Exercise objective:
Print, exactly as given, each line of the data from the line containing "the orange t-shirt." up to and including its last line.

Input material:
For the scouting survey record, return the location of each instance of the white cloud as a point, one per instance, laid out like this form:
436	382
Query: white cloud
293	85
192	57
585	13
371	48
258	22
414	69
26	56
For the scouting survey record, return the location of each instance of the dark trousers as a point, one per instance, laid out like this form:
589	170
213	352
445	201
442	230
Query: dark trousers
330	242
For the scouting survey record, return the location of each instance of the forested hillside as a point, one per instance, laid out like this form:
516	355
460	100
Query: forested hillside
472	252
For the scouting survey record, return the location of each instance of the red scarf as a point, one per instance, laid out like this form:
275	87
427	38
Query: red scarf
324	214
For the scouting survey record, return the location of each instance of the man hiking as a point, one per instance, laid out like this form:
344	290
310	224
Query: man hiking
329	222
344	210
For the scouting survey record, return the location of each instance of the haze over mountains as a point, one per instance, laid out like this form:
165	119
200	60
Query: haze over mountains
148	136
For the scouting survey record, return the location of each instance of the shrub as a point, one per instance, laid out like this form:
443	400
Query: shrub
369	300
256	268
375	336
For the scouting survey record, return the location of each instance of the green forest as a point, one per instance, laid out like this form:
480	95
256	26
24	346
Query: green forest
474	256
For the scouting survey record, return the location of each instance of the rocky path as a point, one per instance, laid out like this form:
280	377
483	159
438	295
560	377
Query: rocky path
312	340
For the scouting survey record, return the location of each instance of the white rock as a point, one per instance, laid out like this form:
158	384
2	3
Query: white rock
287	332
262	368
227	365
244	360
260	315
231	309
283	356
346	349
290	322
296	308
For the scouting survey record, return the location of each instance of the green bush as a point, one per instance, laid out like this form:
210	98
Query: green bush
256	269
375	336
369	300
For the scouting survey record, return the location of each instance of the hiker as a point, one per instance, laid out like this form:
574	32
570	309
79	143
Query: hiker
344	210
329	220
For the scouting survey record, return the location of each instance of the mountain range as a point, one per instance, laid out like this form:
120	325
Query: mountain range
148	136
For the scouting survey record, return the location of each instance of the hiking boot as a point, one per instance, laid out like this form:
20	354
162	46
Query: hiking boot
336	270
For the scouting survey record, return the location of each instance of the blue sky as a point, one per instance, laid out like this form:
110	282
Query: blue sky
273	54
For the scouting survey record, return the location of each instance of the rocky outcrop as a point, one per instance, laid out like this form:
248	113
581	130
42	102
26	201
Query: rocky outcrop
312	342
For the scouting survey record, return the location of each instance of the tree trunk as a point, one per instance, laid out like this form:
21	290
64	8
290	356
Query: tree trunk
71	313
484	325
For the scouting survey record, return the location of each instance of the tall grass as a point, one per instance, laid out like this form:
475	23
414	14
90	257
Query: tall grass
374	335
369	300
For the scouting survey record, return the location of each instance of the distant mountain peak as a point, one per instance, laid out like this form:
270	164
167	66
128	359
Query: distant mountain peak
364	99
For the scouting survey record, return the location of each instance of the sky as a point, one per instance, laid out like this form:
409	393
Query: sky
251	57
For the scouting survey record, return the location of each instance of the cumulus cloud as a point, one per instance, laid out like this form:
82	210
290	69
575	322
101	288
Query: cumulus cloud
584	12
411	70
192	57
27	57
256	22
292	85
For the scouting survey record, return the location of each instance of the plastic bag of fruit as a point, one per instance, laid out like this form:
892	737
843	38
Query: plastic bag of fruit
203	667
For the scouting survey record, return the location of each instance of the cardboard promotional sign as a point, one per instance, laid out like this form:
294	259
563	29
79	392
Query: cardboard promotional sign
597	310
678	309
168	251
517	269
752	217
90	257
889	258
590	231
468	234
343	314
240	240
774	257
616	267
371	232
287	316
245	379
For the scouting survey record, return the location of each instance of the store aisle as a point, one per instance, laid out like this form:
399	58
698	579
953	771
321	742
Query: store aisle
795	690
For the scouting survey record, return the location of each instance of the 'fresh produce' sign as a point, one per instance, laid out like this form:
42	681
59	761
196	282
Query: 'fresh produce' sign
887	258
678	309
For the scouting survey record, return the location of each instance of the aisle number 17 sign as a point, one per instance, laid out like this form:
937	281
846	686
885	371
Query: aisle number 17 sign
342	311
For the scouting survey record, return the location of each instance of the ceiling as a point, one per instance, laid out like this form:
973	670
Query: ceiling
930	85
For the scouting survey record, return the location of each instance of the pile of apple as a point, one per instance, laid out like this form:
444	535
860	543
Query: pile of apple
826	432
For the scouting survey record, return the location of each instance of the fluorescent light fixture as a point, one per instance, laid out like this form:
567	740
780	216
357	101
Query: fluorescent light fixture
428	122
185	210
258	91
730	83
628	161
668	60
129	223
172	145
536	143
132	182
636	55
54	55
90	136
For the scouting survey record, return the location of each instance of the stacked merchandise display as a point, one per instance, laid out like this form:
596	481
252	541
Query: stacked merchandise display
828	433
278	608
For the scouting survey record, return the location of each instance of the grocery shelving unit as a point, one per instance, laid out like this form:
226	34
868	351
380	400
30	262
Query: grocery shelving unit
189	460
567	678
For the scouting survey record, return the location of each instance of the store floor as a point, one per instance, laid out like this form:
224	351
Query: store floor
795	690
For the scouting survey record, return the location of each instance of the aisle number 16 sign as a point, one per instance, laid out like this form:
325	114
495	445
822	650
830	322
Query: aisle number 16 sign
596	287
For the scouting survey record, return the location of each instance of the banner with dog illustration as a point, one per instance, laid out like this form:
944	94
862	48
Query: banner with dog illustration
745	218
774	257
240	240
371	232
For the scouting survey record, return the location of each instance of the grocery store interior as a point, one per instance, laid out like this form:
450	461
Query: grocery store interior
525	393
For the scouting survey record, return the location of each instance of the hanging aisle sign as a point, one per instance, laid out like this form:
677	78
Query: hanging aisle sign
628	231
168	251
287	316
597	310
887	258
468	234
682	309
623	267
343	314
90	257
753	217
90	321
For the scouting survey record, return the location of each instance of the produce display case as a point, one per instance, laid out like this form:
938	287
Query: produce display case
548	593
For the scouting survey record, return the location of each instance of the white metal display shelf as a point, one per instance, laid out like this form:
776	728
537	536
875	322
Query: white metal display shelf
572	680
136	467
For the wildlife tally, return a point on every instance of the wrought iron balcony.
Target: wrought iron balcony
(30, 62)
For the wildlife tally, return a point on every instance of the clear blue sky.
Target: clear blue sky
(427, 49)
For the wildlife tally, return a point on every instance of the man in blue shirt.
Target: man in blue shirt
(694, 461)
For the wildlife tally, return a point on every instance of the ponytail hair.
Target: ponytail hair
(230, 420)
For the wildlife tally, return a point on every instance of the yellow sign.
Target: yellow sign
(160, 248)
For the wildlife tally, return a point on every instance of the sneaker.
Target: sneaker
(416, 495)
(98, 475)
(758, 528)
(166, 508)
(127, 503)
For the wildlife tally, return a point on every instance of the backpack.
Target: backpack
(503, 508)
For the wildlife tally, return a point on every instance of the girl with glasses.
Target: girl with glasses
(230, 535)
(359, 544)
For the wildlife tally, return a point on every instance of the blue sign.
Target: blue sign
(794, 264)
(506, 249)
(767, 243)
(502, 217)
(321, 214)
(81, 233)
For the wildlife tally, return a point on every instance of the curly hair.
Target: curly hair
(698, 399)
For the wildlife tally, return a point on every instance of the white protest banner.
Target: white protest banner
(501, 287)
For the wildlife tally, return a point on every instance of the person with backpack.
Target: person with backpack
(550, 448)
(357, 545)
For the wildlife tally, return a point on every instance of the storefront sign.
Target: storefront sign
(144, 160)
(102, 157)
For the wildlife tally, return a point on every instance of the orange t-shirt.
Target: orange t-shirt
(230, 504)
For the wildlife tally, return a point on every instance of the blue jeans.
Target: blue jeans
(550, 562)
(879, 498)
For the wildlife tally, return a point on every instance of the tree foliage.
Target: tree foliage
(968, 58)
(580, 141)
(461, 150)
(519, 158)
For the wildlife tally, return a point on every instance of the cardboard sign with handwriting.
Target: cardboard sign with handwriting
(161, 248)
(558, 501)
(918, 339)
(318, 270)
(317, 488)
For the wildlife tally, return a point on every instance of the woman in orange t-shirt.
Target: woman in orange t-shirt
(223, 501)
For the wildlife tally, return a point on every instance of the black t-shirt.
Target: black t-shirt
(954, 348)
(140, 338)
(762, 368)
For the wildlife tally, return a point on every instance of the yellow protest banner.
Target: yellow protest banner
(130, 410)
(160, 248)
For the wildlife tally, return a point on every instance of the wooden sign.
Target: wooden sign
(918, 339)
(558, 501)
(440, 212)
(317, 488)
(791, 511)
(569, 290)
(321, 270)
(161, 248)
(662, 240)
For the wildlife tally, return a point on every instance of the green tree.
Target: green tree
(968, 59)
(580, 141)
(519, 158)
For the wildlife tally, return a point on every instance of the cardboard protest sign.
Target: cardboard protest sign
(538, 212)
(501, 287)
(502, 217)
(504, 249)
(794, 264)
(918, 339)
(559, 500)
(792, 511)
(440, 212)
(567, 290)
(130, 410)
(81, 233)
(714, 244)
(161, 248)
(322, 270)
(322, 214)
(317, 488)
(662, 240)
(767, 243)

Reply to the task:
For the wildlife tally, return a point on every instance of the orange t-shirt.
Target: orange t-shirt
(230, 504)
For the wildlife tally, return a point on every instance of the blue jeans.
Target: blue jeans
(550, 562)
(879, 498)
For the wildlife tally, return a point on every instance of the tree foliage.
Target: tree foliage
(968, 58)
(580, 141)
(461, 150)
(519, 158)
For the wildlife tally, return a point on every instance of the cardboard sign with handwriting.
Target: cardboard sign with handwriting
(161, 248)
(558, 501)
(918, 339)
(318, 270)
(317, 488)
For the wildlife tally, return a point on every instance of the woman in orange t-shirt.
Target: woman in orange t-shirt
(223, 501)
For the wildlife tally, return a point on every instance of the black t-shirt.
Target: black t-shirt
(954, 348)
(140, 338)
(762, 368)
For the wildlife tally, return a point on every instance of the yellow protest banner.
Target: yellow protest banner
(130, 410)
(160, 248)
For the wildlife tally, return a point on every instance of the wooden sign.
Target: wooden sign
(918, 339)
(558, 501)
(440, 212)
(317, 488)
(791, 511)
(569, 290)
(321, 270)
(161, 248)
(662, 240)
For the wildlife tally, return a point on every instance of the green tree.
Target: green tree
(968, 59)
(580, 141)
(519, 158)
For the wildlife tally, return a point on every instance of the cardboard protest sign.
Target: cardboard protest sign
(538, 212)
(501, 287)
(502, 217)
(504, 249)
(794, 264)
(918, 339)
(559, 500)
(792, 511)
(440, 212)
(567, 290)
(130, 410)
(81, 233)
(714, 244)
(161, 248)
(322, 270)
(322, 214)
(317, 488)
(662, 240)
(767, 243)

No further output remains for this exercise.